* [What is expected]:
From the first line to the last, retype the data below exactly.

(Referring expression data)
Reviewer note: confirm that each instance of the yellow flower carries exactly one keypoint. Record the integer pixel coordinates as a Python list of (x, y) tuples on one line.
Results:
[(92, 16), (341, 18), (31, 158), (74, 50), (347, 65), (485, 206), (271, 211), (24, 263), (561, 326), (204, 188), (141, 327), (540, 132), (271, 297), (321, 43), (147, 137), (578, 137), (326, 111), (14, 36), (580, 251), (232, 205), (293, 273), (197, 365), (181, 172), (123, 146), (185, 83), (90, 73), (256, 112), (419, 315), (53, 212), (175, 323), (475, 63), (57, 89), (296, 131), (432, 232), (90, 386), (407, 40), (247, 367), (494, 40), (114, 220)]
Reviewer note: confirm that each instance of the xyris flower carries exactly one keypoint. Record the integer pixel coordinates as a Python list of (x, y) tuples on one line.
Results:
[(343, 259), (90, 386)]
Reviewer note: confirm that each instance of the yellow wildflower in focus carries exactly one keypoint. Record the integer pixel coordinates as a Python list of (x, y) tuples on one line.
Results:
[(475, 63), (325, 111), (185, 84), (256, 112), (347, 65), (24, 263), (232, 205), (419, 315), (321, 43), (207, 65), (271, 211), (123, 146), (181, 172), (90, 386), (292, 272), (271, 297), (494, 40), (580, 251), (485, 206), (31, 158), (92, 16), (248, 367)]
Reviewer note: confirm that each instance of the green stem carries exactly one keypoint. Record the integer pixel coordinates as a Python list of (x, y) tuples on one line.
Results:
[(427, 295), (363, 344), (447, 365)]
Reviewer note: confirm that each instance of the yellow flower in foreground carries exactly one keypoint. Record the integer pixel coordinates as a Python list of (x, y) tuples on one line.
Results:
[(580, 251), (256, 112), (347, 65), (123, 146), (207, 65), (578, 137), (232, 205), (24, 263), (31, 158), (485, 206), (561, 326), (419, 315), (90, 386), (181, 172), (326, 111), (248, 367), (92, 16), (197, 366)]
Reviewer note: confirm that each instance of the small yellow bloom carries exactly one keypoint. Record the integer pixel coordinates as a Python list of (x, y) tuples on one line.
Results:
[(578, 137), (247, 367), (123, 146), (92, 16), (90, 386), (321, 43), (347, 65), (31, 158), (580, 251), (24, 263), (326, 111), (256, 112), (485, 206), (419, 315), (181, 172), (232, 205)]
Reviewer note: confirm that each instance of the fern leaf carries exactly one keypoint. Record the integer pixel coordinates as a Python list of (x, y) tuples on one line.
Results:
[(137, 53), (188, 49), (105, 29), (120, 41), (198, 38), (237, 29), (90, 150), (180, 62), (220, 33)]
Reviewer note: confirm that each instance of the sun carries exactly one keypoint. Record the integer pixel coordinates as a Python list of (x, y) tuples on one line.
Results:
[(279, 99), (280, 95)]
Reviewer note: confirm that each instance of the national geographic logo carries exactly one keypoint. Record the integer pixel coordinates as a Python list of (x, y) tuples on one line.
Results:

* [Solution to the exercise]:
Reviewer note: confirm that each instance of the yellow flower carries exactly one keypoint. Record the integer pixel coordinates as a Python list of (x, y) tuples on one line.
Results:
[(92, 16), (341, 18), (31, 158), (74, 50), (347, 65), (485, 206), (271, 211), (24, 263), (561, 326), (204, 188), (141, 327), (540, 132), (271, 297), (321, 43), (147, 137), (578, 137), (326, 111), (14, 36), (580, 251), (232, 205), (293, 273), (197, 365), (181, 172), (123, 146), (185, 83), (90, 73), (256, 112), (419, 315), (53, 212), (175, 323), (475, 63), (57, 89), (296, 131), (432, 232), (90, 386), (407, 40), (247, 367), (494, 40), (114, 220)]
Reviewer note: confirm that each instance of the xyris flower carries exactly one keypoint. Record the integer pixel coordinates as a Python list of (x, y) tuples on one line.
Results:
[(343, 259), (90, 386)]
Reviewer note: confirm that each instance of the yellow wildflower in focus carries exactly one keypoint. Record the integer pixel coordinates as a Python list of (x, y) tuples on one line.
Results:
[(475, 63), (325, 111), (185, 84), (256, 112), (347, 65), (24, 263), (232, 205), (419, 315), (321, 43), (207, 65), (271, 211), (123, 146), (181, 172), (90, 386), (292, 272), (271, 297), (494, 40), (580, 251), (485, 206), (31, 158), (92, 16), (248, 367)]
Reviewer note: confirm that each instance of the green stem carries exactly one keypoint. Record the integer pixel coordinates as a Python list of (x, y) tuples on one line.
Results:
[(427, 295), (363, 344), (447, 365)]
Reviewer note: confirm that each instance of the yellow flower in foreground carries exactly one keypoint. Record the integer pixel coordinates as a Python list of (x, y) tuples on one line.
Results:
[(580, 251), (256, 112), (347, 65), (123, 146), (207, 65), (578, 137), (232, 205), (24, 263), (31, 158), (485, 206), (561, 326), (419, 315), (90, 386), (181, 172), (326, 111), (248, 367), (92, 16), (197, 366)]
Reviewer note: confirm that each instance of the small yellow bloom carries exactly one keypoint. Record the integer pixel coordinates as a Python list of (x, y) tuples on one line.
Results:
[(578, 137), (247, 367), (123, 146), (92, 16), (90, 386), (321, 43), (347, 65), (31, 158), (580, 251), (24, 263), (326, 111), (256, 112), (485, 206), (419, 315), (181, 172), (232, 205)]
Reviewer note: confirm that each instance of the fern leaf carries exactly one keypoint. Record the integer pixel coordinates as a Python list of (x, y) tuples on one line.
Results:
[(137, 53), (188, 49), (105, 29), (120, 41), (198, 38), (237, 29), (90, 150), (180, 62), (220, 33)]
Reviewer note: confirm that each instance of the sun carries exactly one keypoint. Record the integer pixel coordinates as a Python list of (x, y) tuples on one line.
Results:
[(279, 99), (280, 95)]
Reviewer note: confirm that each instance of the national geographic logo carries exactly one keypoint. Record the integer pixel coordinates as a Python list of (x, y) tuples on one line.
Results:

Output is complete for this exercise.